[[ Excerpted passage, beginning ]]
By now, you've certainly heard what is quite possibly the biggest news about this campaign season so far, coming from The New York Times — that according to his 1995 tax returns, it's quite possible that Donald Trump avoided paying income tax for up to 18 years. While there are still big gaps in our knowledge, given the small number of documents leaked, Mother Jones has just unearthed more proof of just exactly how hypocritical Trump is.

First, is anyone really surprised? Hillary Clinton reflected those sentiments exactly during the first presidential debate, when she questioned what her opponent could be hiding by not following the standing tradition in presidential elections and releasing his tax returns. Given what Trump has gone on the record saying in the past, as the Mother Jones article points out, not paying years of federal income tax is probably just about the number one thing that Trump didn't want us to know.

In one interview on Fox News from 2011, he bemoaned the state of the country, complaining that "50 percent of people are paying no tax" while at the same time emphasizing that "[he doesn't] mind sacrificing for the country to be honest with you." Then, in 2012, he jumped into the foray on Mitt Romney's 47 percent comment, saying that "[Romney] should never apologize ... you do have a lot of people that feel they're entitled."

MANDEL NGAN/AFP/Getty Images

What all of these comments are conveniently ignoring, of course, is that most of the people who pay no income tax do so because their incomes don't pass the threshold at which point it becomes required, not because they're using past losses of millions of dollars to make their recent gains untaxable.
[[ Excerpted passage, end ]]
Questions on the material
1. Answer these questions from the article on Trump's taxes:
(a) Which year's tax returns did The New York Times report on?
(b) In the 2011 Fox News interview, what percentage of people did Trump complain were paying no tax?
(c) Whose 47 percent comment did Trump weigh in on in 2012?
2. Could you continue the article on Trump's taxes from the point where it ends?
None of the lines that come next are needed.
[[ Records supplied, beginning ]]
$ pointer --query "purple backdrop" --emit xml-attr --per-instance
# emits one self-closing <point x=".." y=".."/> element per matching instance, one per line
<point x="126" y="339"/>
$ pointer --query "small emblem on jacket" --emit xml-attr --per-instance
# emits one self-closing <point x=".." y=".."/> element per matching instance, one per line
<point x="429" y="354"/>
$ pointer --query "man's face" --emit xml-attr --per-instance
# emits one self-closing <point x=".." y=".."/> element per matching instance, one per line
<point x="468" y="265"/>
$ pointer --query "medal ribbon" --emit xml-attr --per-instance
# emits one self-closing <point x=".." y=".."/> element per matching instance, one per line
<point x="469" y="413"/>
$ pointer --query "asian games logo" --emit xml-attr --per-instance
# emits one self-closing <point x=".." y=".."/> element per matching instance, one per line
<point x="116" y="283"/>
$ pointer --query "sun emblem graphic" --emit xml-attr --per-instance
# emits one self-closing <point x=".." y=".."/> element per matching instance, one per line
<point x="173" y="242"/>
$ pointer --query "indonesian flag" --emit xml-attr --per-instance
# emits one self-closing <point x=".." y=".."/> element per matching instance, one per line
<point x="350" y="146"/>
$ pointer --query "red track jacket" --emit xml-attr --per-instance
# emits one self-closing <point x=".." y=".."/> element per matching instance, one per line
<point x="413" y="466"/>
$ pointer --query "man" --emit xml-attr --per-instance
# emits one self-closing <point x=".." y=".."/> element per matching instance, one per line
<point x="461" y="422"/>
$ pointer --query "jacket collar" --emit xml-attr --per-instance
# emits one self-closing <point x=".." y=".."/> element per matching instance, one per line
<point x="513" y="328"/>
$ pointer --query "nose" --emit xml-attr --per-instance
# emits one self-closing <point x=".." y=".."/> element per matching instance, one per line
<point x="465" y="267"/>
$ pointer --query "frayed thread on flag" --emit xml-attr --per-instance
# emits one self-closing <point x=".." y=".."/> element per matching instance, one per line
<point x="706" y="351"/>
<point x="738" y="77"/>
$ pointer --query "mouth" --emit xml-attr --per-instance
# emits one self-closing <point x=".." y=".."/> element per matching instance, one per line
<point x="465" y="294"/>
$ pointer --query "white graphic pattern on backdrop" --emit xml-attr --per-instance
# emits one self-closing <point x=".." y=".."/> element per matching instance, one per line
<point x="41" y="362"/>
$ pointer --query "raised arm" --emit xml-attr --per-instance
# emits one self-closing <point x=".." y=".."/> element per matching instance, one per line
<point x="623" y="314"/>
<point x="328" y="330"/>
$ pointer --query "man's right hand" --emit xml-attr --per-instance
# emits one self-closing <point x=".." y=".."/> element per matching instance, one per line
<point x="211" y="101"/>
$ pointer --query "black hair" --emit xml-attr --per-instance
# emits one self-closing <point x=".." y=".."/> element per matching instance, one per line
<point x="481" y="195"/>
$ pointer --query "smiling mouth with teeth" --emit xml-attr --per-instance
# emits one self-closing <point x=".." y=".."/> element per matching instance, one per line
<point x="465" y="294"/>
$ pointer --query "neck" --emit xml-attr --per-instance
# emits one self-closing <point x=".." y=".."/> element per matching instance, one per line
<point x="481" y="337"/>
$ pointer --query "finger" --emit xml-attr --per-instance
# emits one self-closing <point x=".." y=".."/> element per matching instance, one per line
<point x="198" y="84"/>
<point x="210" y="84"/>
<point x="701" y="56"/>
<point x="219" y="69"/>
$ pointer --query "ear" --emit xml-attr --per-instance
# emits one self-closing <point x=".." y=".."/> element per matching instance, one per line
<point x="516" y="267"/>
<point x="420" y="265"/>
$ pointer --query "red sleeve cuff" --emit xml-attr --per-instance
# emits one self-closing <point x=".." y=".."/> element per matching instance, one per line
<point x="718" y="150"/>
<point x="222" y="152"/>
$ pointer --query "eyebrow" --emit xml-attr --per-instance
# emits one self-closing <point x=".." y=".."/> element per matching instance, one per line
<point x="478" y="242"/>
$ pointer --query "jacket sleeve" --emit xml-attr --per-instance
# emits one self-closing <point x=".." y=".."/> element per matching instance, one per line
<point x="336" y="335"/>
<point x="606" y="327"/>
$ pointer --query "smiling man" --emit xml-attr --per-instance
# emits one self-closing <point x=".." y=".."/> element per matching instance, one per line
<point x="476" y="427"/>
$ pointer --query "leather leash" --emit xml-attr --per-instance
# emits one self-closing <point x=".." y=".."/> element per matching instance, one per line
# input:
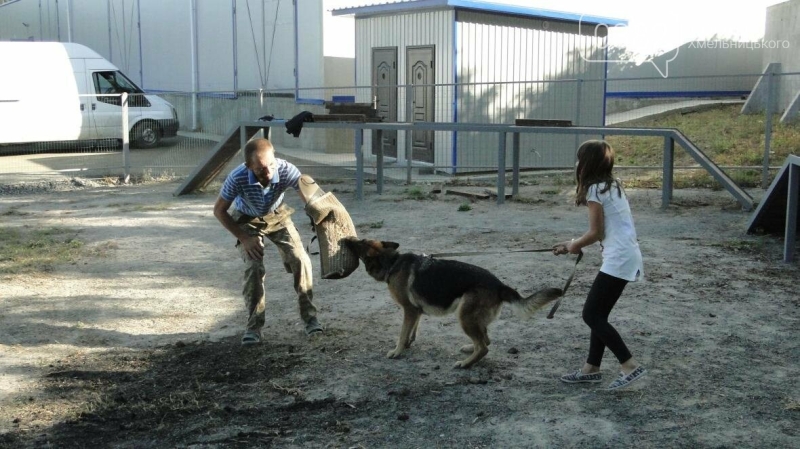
<point x="566" y="286"/>
<point x="541" y="250"/>
<point x="477" y="253"/>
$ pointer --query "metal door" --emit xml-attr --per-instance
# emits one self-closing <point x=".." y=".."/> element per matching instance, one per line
<point x="421" y="72"/>
<point x="384" y="93"/>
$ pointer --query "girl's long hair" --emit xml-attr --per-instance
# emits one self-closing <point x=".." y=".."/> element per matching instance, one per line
<point x="595" y="163"/>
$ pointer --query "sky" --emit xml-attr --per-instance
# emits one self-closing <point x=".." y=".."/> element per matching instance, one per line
<point x="653" y="27"/>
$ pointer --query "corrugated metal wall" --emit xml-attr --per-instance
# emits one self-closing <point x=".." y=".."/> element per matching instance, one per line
<point x="402" y="31"/>
<point x="492" y="69"/>
<point x="524" y="68"/>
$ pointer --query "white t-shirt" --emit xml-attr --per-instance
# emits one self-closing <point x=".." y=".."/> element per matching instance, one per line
<point x="621" y="255"/>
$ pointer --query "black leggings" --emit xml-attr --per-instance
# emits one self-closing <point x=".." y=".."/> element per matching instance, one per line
<point x="604" y="293"/>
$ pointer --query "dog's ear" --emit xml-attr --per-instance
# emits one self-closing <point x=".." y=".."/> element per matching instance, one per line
<point x="390" y="245"/>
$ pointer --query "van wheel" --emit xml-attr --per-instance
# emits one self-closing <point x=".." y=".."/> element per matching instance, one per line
<point x="145" y="135"/>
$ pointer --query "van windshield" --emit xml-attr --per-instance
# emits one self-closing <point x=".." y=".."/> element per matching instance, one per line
<point x="115" y="83"/>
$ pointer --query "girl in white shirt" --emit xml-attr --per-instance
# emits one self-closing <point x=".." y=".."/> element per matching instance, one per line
<point x="610" y="223"/>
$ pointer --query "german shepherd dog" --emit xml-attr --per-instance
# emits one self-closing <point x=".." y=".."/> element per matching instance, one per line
<point x="424" y="285"/>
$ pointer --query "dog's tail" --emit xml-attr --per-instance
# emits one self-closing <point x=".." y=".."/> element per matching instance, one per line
<point x="526" y="307"/>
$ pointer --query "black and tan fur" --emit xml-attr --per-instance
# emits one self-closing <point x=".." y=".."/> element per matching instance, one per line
<point x="424" y="285"/>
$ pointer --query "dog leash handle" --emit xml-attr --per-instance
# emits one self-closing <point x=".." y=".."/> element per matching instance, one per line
<point x="566" y="286"/>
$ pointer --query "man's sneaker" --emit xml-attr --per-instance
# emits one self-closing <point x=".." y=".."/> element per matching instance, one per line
<point x="313" y="326"/>
<point x="578" y="377"/>
<point x="624" y="380"/>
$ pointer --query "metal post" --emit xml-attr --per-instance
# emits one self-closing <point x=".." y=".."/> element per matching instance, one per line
<point x="515" y="172"/>
<point x="578" y="110"/>
<point x="669" y="162"/>
<point x="501" y="168"/>
<point x="379" y="171"/>
<point x="242" y="137"/>
<point x="409" y="133"/>
<point x="768" y="128"/>
<point x="126" y="144"/>
<point x="359" y="164"/>
<point x="792" y="197"/>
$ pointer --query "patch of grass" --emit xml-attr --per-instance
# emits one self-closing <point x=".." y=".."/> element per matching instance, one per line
<point x="102" y="250"/>
<point x="37" y="250"/>
<point x="726" y="136"/>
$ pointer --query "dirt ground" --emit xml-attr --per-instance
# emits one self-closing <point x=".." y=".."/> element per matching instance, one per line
<point x="136" y="344"/>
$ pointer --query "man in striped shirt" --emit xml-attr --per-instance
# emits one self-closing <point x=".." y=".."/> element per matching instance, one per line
<point x="256" y="189"/>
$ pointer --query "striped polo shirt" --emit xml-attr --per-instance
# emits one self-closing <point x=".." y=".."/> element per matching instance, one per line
<point x="250" y="197"/>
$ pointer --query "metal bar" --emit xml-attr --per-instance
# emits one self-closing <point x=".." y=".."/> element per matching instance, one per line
<point x="515" y="172"/>
<point x="768" y="129"/>
<point x="359" y="165"/>
<point x="792" y="197"/>
<point x="126" y="144"/>
<point x="501" y="168"/>
<point x="379" y="161"/>
<point x="669" y="163"/>
<point x="483" y="127"/>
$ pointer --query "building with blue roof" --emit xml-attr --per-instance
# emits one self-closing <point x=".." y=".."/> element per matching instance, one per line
<point x="467" y="61"/>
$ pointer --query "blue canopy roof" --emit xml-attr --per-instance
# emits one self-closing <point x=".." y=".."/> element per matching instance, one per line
<point x="499" y="8"/>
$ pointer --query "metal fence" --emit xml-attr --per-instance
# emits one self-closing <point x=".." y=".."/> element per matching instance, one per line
<point x="206" y="117"/>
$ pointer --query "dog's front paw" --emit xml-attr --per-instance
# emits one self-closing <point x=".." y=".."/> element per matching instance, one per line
<point x="460" y="365"/>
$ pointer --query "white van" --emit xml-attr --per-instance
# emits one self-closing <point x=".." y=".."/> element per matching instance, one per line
<point x="52" y="91"/>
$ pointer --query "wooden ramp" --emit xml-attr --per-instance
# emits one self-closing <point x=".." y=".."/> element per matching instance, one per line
<point x="219" y="156"/>
<point x="729" y="184"/>
<point x="777" y="213"/>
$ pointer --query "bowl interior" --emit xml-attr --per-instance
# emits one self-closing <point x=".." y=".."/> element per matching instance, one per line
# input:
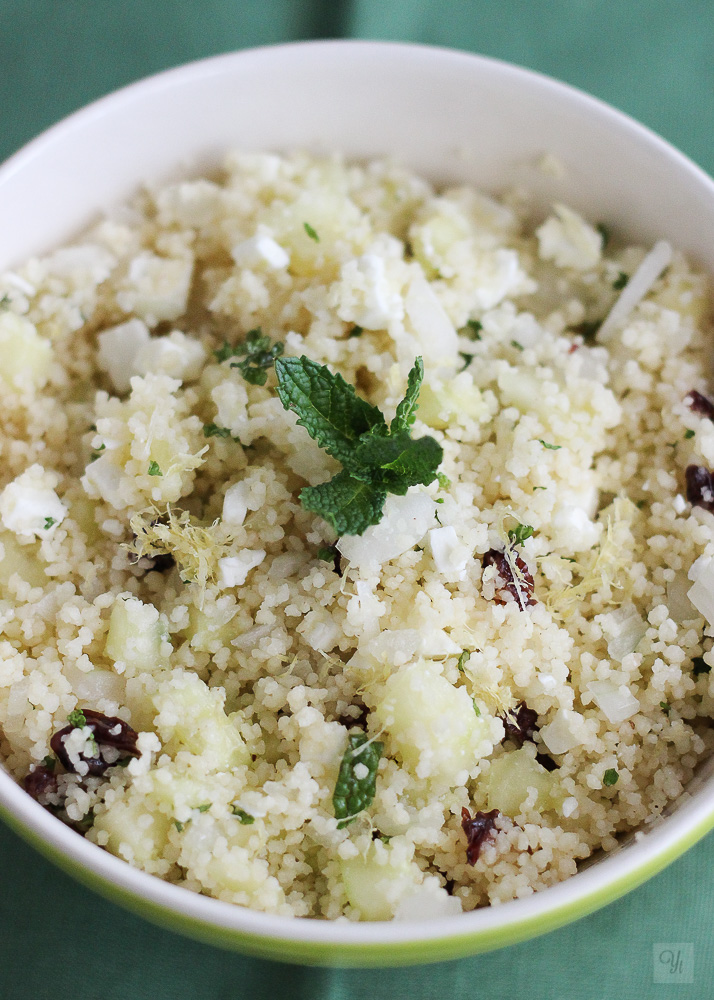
[[ Records supplied, end ]]
Your written answers
1.
(a) 1995
(b) 50 percent
(c) Mitt Romney's

2.
There are plenty of perfectly legitimate ways that people could be working, perhaps paying state taxes and taxes for Social Security and Medicaid, but their incomes simply do not require them to pay income tax. Retirees fall into this bracket. Students who work part time almost certainly fall into this bracket. Many of the low-level workers that Trump has allegedly failed to pay over the years are most likely in that category as well.

And where does that leave Trump himself? Making millions of dollars in gains over almost two decades, yet failing to pay a dime of income tax on it – not as a prize for success, as he claims that low taxes on the rich should be, but as a result of past failure. And not just a minor mistake; his claimed losses amount to the GDP of several small countries.

If nothing else, the released tax records and his previous comments on the subject show an awfully distorted understanding of the concept of entitlement. A college student working a part time job to pay her expenses but not making enough to pay income tax is entitled. A self-proclaimed billionaire who makes millions in revenue yearly but once lost such an absurdly huge amount of money that he could avoid paying years of income tax is not entitled. Whichever version of entitlement we decide to go with, we can definitely agree that it's hypocrisy.